§ **STORED ROWS**:
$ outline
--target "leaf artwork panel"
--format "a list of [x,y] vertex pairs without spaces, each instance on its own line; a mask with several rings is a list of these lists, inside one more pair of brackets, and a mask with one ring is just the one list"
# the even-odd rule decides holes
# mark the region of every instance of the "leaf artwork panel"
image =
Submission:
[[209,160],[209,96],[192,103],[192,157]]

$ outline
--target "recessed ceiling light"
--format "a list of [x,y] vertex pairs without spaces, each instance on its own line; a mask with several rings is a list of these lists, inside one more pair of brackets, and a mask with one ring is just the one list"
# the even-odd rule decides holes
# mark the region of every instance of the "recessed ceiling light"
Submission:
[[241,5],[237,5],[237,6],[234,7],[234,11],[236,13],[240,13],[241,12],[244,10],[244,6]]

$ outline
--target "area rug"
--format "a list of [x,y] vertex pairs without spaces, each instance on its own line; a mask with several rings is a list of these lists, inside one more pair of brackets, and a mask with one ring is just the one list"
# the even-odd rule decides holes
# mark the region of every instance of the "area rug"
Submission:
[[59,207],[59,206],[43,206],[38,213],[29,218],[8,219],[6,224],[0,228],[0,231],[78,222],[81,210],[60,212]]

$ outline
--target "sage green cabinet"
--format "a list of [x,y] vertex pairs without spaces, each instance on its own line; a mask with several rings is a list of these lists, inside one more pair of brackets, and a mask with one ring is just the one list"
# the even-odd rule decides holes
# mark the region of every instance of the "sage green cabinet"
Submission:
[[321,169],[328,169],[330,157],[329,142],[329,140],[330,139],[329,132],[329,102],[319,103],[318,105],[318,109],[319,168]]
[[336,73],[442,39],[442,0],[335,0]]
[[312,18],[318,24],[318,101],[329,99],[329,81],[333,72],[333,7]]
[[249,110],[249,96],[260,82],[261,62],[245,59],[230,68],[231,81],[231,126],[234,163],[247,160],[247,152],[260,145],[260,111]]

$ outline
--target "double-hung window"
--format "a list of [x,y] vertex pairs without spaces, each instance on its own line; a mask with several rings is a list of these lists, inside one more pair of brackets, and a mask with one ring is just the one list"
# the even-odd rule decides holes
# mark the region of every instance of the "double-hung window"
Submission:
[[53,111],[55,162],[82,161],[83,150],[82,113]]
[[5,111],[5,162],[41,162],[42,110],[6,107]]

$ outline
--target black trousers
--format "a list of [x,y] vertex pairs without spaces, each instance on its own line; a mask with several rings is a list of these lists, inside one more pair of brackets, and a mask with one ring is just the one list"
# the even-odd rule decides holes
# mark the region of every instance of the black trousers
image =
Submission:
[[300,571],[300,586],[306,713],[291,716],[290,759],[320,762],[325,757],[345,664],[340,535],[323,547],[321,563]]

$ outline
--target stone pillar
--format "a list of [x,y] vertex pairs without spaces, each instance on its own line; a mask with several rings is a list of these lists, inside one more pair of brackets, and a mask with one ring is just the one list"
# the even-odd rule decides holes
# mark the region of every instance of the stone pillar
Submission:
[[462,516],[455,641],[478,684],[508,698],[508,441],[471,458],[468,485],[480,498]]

§ **TASK**: Extract all lines of the material above that contain the string "every", and copy each one unchanged.

§ **SOLUTION TO THIS PROBLEM**:
# mark the region of every instance of the "leaf artwork panel"
# mark the region of every instance of the "recessed ceiling light"
# mark the region of every instance of the "area rug"
# mark the region of every instance of the "sage green cabinet"
# mark the region of every instance of the "double-hung window"
# mark the region of every instance of the black trousers
# mark the region of every instance of the stone pillar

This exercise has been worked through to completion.